# [Data records]

===============

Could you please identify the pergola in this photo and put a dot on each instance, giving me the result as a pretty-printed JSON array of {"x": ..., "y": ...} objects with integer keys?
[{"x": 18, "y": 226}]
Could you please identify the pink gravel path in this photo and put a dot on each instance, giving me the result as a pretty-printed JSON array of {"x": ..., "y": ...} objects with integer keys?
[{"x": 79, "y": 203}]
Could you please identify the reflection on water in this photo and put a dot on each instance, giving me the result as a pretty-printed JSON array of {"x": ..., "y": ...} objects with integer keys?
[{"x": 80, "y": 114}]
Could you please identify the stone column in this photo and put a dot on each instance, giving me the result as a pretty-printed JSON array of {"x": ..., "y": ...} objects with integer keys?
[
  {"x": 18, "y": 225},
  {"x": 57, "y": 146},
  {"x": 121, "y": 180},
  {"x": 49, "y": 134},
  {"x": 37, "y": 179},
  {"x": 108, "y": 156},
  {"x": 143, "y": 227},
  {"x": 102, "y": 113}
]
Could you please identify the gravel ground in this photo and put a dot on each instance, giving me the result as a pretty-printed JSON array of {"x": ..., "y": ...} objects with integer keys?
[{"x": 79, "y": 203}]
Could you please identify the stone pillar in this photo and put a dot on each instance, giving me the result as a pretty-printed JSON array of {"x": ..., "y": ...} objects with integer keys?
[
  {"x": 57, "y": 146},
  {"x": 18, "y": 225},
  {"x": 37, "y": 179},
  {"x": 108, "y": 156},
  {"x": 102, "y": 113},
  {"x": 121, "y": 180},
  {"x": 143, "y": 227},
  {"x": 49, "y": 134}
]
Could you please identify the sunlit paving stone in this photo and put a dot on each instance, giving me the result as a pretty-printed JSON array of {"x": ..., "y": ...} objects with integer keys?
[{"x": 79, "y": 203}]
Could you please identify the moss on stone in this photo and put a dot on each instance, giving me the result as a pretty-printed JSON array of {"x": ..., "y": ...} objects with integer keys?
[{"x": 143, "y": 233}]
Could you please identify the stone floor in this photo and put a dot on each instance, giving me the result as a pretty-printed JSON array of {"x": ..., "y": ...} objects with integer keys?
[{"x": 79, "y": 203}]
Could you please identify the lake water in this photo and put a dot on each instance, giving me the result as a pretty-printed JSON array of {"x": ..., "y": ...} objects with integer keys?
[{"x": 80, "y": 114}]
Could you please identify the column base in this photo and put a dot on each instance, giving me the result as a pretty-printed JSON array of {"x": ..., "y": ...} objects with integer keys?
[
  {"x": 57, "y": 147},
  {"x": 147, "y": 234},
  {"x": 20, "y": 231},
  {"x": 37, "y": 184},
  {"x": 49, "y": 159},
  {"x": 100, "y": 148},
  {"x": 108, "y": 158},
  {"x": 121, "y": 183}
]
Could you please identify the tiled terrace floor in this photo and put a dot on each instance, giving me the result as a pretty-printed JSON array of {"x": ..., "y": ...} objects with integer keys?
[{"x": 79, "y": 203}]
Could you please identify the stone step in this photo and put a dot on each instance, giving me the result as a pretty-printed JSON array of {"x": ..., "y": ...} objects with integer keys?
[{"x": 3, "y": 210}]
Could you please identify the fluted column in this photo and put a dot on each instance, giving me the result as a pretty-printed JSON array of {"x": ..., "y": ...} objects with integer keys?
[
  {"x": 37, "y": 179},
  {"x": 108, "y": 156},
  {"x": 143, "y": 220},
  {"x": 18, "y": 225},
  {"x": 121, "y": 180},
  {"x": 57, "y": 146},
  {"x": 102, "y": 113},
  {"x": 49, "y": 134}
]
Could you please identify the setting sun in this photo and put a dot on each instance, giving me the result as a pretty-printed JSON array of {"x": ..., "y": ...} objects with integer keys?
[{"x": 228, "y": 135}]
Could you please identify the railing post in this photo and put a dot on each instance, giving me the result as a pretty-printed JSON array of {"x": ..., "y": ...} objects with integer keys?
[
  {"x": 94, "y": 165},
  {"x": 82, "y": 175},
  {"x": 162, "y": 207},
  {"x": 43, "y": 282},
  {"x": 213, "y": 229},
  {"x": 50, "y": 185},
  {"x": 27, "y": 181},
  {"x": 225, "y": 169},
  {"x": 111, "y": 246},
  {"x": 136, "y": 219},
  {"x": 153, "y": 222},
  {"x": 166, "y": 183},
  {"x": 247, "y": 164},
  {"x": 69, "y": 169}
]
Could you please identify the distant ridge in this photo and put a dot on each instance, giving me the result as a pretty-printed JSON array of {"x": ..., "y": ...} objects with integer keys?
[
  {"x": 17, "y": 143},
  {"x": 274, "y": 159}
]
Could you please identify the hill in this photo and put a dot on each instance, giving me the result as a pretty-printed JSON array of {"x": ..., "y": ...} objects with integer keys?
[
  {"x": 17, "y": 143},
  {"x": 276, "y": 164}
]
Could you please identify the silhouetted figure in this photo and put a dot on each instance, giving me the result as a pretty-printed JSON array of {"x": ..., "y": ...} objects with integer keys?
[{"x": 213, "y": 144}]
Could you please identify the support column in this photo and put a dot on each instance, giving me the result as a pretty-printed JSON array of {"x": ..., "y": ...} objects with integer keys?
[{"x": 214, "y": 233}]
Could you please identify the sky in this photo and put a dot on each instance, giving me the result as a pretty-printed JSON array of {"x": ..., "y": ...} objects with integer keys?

===============

# [Brief]
In full and without change, transcribe every line of the records above.

# [Answer space]
Could you please identify the pergola in this photo and put a dot on each instance, giving me the result as a pretty-printed JSON array of {"x": ..., "y": ...} objects with integer keys?
[{"x": 18, "y": 226}]
Could you please identify the pink gravel path in this photo and put a dot on each instance, giving me the result as a pretty-printed JSON array of {"x": ..., "y": ...} objects with integer keys?
[{"x": 79, "y": 203}]
Could you please identify the reflection on water in this photo and put a dot on each instance, giving me the result as a pretty-printed JSON array of {"x": ..., "y": ...} objects with integer keys?
[{"x": 80, "y": 114}]
Could you please identify the stone column in this photo and put a dot on each instance, giving me the result as a pretty-printed JSON array of {"x": ..., "y": ...} objects with integer keys?
[
  {"x": 18, "y": 225},
  {"x": 57, "y": 146},
  {"x": 121, "y": 180},
  {"x": 49, "y": 134},
  {"x": 37, "y": 179},
  {"x": 108, "y": 156},
  {"x": 143, "y": 227},
  {"x": 102, "y": 113}
]
Could you please identify the gravel ground in this photo and put a dot on each instance, giving me the result as a pretty-printed JSON array of {"x": ..., "y": ...} objects with integer keys?
[{"x": 79, "y": 203}]
Could you please identify the stone pillar in this photo and put a dot on each instance, giving me the result as a pretty-printed JSON array of {"x": ..., "y": ...} objects with integer keys?
[
  {"x": 57, "y": 146},
  {"x": 18, "y": 225},
  {"x": 37, "y": 179},
  {"x": 108, "y": 156},
  {"x": 102, "y": 113},
  {"x": 121, "y": 180},
  {"x": 143, "y": 227},
  {"x": 49, "y": 134}
]
Could you please identify the sunlit paving stone in this photo and put a dot on each instance, giving me the result as a pretty-printed JSON array of {"x": ..., "y": ...} objects with integer keys?
[{"x": 79, "y": 203}]
Could you please identify the moss on stone in this photo and put a dot on each instance, giving me the result as a pretty-printed JSON array of {"x": ..., "y": ...} objects with integer keys?
[{"x": 143, "y": 233}]
Could you please identify the stone floor in this photo and put a dot on each instance, giving me the result as a pretty-printed JSON array of {"x": ..., "y": ...} objects with integer keys?
[{"x": 79, "y": 203}]
Could you please identify the lake water in this photo and put a dot on each instance, giving me the result as a pretty-printed JSON array of {"x": ..., "y": ...} objects with integer keys?
[{"x": 80, "y": 114}]
Could you please identify the column base in this photo and put a dot on each instance, giving me the result as a pretty-printed JSON array of {"x": ..., "y": ...} objects with integer keys?
[
  {"x": 57, "y": 147},
  {"x": 147, "y": 234},
  {"x": 20, "y": 231},
  {"x": 37, "y": 184},
  {"x": 49, "y": 159},
  {"x": 100, "y": 148},
  {"x": 108, "y": 158},
  {"x": 121, "y": 183}
]
Could you please identify the tiled terrace floor in this photo and put a dot on each instance, giving me the result as a pretty-printed JSON array of {"x": ..., "y": ...} objects with integer keys?
[{"x": 79, "y": 203}]
Could you please identify the stone step in this photo and put a dot on each instance, giving me the result as a pretty-printed JSON array of {"x": ..., "y": ...} objects with integer keys?
[{"x": 3, "y": 210}]
Could you please identify the fluted column in this photo and put a dot on each instance, giving me the result as a pretty-printed JSON array of {"x": ..., "y": ...} objects with integer keys?
[
  {"x": 37, "y": 179},
  {"x": 108, "y": 156},
  {"x": 143, "y": 220},
  {"x": 18, "y": 225},
  {"x": 121, "y": 180},
  {"x": 57, "y": 146},
  {"x": 102, "y": 113},
  {"x": 49, "y": 134}
]
Could you please identify the setting sun in this photo and put a dot on each instance, giving me the result as a pretty-printed JSON array of {"x": ..., "y": ...} objects with integer keys?
[{"x": 228, "y": 135}]
Could you please identify the railing post in this photo and put a dot on each instance, giving me the result as a pretty-printed JSON array of {"x": ..., "y": ...} objects with integer keys?
[
  {"x": 94, "y": 165},
  {"x": 82, "y": 175},
  {"x": 162, "y": 207},
  {"x": 43, "y": 282},
  {"x": 213, "y": 229},
  {"x": 50, "y": 185},
  {"x": 27, "y": 181},
  {"x": 225, "y": 169},
  {"x": 111, "y": 246},
  {"x": 136, "y": 219},
  {"x": 153, "y": 222},
  {"x": 166, "y": 183},
  {"x": 247, "y": 164},
  {"x": 69, "y": 169}
]
Could you please identify the distant ridge in this photo and put a dot on each instance, giving me the result as a pretty-printed JSON array of {"x": ..., "y": ...} objects with integer keys?
[
  {"x": 17, "y": 143},
  {"x": 274, "y": 159}
]
Could you please identify the hill in this photo and put a dot on each instance, giving me the result as a pretty-printed JSON array of {"x": ..., "y": ...} objects with integer keys?
[
  {"x": 17, "y": 143},
  {"x": 276, "y": 164}
]
Could you please identify the silhouetted figure in this photo and put a dot on each instance, giving me the result as a pretty-printed JSON array of {"x": ..., "y": ...} objects with integer keys?
[{"x": 213, "y": 144}]
Could you please identify the support column in this photo and put a dot on each instance, giving me the result as a pretty-printed JSON array of {"x": ..., "y": ...} objects with integer keys?
[{"x": 214, "y": 233}]
Could you please identify the sky in this photo and put a dot on each instance, giving me the result as a pretty-printed JSON array of {"x": ..., "y": ...} objects with integer keys?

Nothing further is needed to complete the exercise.